Provided text ▸
--------------------------------------------------

Your next question comes from the line of Caleb Henry with Quilty Space.

Caleb Henry

Analyst · Quilty Space.

Two questions. First was just about the Tanager fleet. I was wondering if there's kind of any more planning around how to monetize that going forward? And if you have any more visibility into what that might look like as a future constellation?

William Marshall

Analyst · Quilty Space.

Yes, absolutely. So firstly, again, we're proud of our 1-year anniversary milestone and that important methane detection work that we do in collaboration with Carbon Mapper detecting our 3,000 sources of emissions. It's been fantastic to see the results of that in. We have 2 solid revenue opportunities already for that. One is with Carbon Mapper itself and the other is California as we've announced earlier this year. And we think California is a powerful proof point of how other government, state and local can leverage this technology to monitor emissions and get ahead of those sort of climate goals that they have. We believe there's a strong commercial and defense intelligence application of this that we're only just beginning on to provide those data. And so it's early days still on that. It's a relatively new market, but we are very pleased with the performance of that instrument.

Caleb Henry

Analyst · Quilty Space.

Okay. And then my other question is just about backlog. Forgive me if I missed the answer to this one already, but it's grown really fast. I was wondering if you could share anything about the kind of average length of how revenues are distributed from that backlog if that's more front-loaded or linear over the next couple of years?

William Marshall

Analyst · Quilty Space.

Yes, we're happy to talk more about backlog right now, going up 245% year-over-year. We feel very good about that. Ashley, do you have anything to share on the...

--------------------------------------------------

Information shown ▸
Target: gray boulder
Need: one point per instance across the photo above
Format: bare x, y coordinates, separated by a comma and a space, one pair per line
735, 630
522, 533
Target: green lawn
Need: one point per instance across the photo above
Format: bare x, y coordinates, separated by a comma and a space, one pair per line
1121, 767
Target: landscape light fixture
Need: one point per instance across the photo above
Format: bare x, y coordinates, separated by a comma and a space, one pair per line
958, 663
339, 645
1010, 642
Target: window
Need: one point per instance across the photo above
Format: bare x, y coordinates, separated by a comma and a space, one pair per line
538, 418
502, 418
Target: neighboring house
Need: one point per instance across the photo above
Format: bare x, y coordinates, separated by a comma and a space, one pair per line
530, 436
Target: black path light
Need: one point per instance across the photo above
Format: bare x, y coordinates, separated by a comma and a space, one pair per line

--------------------------------------------------

Requirement A ▸ According to the earnings call transcript, by what percentage did backlog grow year over year?
Requirement B ▸ Carry on the earnings call transcript from the point where it stops.

Expected answer A ▸ 245%

Expected answer B ▸
Ashley Whitfield Johnson

Analyst · Quilty Space.

Yes. In the prepared remarks as well as in our 10-Q, you can see the breakdown and what percentage is expected to be recognized over 12 months versus the next 24 months. But generally speaking, the large contracts that we've announced this year, both with our partner in Japan as well as in collaboration with Germany were big drivers of that backlog increase. In addition, we announced in July as well as additional contracts on the call today that are 7-figure and higher contracts for some of the solutions that we are bringing to market. And it's the combination of those factors that's really driving backlog increase. Obviously, the larger satellite services contracts are recognized over multiple years. And so we do call out what percentage is in 12 to 24 months. And solutions contracts when we talk about 7 and 8 figures, we're typically referring to the ACV metrics.

Operator

Operator

Thank you. That's all the time we have for questions today. I will now turn the call back to Will Marshall, CEO and Co-Founder, for closing remarks.

William Marshall

Analyst

Thanks, everyone, for joining. Look, overall, I would say our business is humming, and I feel very proud of the work of our teams to get us there, both on the core business is humming. You saw those deals with NATO and INDOPACOM. The constellation of satellite services business is humming with our second deal. And as a result, our financials are humming, the cash and backlog in particular, I'm proud of. And this all gives us confidence about solid growth acceleration locked in for FY '27. So we're feeling very good. Thanks for paying attention, and we're really proud of the work of the team to get us there.

Operator

Operator

And this concludes today's call. Thank you for attending. You may now disconnect.